Provided data ->
◇ ◇ ◇ ◇

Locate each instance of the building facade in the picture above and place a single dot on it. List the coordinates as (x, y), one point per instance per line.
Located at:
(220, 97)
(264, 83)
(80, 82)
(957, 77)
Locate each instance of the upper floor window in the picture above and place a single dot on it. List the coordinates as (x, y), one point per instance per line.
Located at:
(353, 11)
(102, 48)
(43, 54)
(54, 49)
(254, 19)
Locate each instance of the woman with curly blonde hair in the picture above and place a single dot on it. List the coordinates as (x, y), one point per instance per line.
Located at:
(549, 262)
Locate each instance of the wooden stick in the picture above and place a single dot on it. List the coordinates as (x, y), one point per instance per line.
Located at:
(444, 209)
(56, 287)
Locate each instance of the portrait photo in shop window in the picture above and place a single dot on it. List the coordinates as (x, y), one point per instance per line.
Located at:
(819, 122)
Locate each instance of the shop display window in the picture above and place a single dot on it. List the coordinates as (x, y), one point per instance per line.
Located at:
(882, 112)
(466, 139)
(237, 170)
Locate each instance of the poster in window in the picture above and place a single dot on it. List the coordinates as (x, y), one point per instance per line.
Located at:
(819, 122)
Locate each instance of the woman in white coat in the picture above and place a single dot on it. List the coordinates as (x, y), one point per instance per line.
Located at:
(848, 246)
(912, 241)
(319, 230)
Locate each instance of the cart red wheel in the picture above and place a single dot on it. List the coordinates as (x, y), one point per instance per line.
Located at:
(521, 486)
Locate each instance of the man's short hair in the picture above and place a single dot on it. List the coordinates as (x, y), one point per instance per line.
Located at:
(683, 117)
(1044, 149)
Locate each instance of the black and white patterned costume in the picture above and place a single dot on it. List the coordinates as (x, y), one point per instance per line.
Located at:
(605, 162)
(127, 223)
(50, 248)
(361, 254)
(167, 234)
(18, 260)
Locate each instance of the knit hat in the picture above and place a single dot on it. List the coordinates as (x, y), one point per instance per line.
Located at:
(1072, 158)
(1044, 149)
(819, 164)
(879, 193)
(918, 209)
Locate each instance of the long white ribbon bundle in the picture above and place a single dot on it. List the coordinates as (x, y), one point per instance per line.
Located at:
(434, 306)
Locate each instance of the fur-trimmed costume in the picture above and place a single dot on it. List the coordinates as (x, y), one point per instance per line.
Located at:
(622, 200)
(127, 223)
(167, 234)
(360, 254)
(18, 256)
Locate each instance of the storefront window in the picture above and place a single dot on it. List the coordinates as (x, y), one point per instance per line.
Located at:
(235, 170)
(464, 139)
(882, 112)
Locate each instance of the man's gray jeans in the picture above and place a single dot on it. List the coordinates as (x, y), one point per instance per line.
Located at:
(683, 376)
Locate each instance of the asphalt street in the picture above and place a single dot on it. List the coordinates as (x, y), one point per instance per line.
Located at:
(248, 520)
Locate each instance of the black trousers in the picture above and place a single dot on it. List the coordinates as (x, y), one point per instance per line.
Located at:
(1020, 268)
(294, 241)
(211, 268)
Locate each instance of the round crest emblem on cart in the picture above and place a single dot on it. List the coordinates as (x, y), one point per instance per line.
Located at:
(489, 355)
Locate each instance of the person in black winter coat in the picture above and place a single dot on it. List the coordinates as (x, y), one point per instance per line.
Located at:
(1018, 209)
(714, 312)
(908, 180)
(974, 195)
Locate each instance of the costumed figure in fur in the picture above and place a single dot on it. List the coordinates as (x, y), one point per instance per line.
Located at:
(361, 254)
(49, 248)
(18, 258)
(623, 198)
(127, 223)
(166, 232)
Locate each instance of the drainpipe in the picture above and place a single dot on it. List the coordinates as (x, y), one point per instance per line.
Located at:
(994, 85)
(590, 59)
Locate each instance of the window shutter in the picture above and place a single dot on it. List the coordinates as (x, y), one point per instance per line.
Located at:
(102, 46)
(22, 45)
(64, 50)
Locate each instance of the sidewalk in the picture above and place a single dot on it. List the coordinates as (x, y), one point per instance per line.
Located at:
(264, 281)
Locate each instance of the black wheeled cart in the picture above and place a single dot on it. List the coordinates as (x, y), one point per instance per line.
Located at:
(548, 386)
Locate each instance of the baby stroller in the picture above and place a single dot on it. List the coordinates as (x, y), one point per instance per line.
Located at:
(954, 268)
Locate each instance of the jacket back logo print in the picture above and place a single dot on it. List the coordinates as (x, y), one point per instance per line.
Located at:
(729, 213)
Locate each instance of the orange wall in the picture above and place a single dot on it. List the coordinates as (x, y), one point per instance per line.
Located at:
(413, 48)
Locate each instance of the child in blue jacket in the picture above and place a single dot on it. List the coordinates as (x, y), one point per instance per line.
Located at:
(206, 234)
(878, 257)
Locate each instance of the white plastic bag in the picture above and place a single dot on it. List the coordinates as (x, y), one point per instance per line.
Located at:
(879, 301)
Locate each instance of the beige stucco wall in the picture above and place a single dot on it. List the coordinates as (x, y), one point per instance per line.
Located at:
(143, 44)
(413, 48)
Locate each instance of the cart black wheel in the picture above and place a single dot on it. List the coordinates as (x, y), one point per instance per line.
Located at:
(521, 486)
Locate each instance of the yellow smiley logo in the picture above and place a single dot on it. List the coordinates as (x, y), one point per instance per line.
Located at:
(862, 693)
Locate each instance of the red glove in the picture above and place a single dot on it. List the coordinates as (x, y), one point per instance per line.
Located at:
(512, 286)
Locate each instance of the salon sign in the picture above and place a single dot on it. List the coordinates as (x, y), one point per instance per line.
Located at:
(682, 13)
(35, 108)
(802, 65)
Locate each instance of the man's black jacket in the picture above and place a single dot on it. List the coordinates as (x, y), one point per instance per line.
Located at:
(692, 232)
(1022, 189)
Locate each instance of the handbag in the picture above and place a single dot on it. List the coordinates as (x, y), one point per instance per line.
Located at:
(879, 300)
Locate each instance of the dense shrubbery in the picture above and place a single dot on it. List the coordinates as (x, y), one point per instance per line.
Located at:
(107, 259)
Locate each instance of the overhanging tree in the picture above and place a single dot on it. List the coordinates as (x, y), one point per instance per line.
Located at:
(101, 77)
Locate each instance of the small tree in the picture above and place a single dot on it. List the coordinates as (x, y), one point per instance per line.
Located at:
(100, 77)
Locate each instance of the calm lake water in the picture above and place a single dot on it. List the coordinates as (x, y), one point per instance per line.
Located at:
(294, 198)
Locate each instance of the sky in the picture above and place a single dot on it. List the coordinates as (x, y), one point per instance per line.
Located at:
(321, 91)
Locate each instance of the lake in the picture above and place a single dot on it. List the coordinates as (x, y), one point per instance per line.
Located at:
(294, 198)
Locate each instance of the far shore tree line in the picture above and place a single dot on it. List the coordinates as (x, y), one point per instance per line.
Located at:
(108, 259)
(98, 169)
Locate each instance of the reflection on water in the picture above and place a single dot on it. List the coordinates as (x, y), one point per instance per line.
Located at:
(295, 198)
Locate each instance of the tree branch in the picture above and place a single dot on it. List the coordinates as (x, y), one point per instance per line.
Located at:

◇ ◇ ◇ ◇

Exercise requirements -> Go through the entries above and copy every line containing "hair".

Task response ->
Locate each instance of the woman with curly blonde hair in the picture above and place a single dot on it. List the coordinates as (x, y), one point per instance per line.
Locate each instance of the man's short hair in the picture above and place a single dot on it. List the coordinates as (x, y), one point per instance per line.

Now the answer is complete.